Document passage:
________

I got to do something recently that I've been waiting literally my whole life to do. I got to take my grandson to his school and drop him off ... all by myself. Yes, I was the giddy, trying-to-act-mature, strutting-like-a-peacock-in-full-bloom grandmother, acting like I was the first to ever do such. I was also scared to death when I drove off. "Please, God, don't let me forget to pick him up!" (I distinctly remember that same feeling when I dropped my firstborn off for his first day of kindergarten.) Well, I didn't forget. In fact, I was first in line! No surprise there.
As I made preparations for this all important duty, I received my instructions the night before from his parents. What time I needed to leave in order to get him there on time; which line to get in; what time to pick him up; whether or not he could carry his lovies in, etc. And then one very important instruction.
"And we always pray on the way to school."
Now there was something this grandmother could handle. I immediately had flashbacks of raising my own 3 kids. When they were younger, we would pray on the way to school. As they got older and we lived in Richmond Hill, I would call each one to my rocker in my bedroom and pray with them there. And after we moved to this home and the oldest was now driving, we prayed around the breakfast table. Yes, I had this one down. So off the little guy and I went with lunch box, backpack, and 2 lovies (which had to remain in the car).

________

Source material:

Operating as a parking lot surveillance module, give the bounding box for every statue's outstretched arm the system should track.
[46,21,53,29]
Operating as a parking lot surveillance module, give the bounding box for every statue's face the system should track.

________

What is asked: In the account of the grandmother's school drop-off, where did she pray with each of her children once they were older and the family lived in Richmond Hill?

Solution below: At her rocker in her bedroom.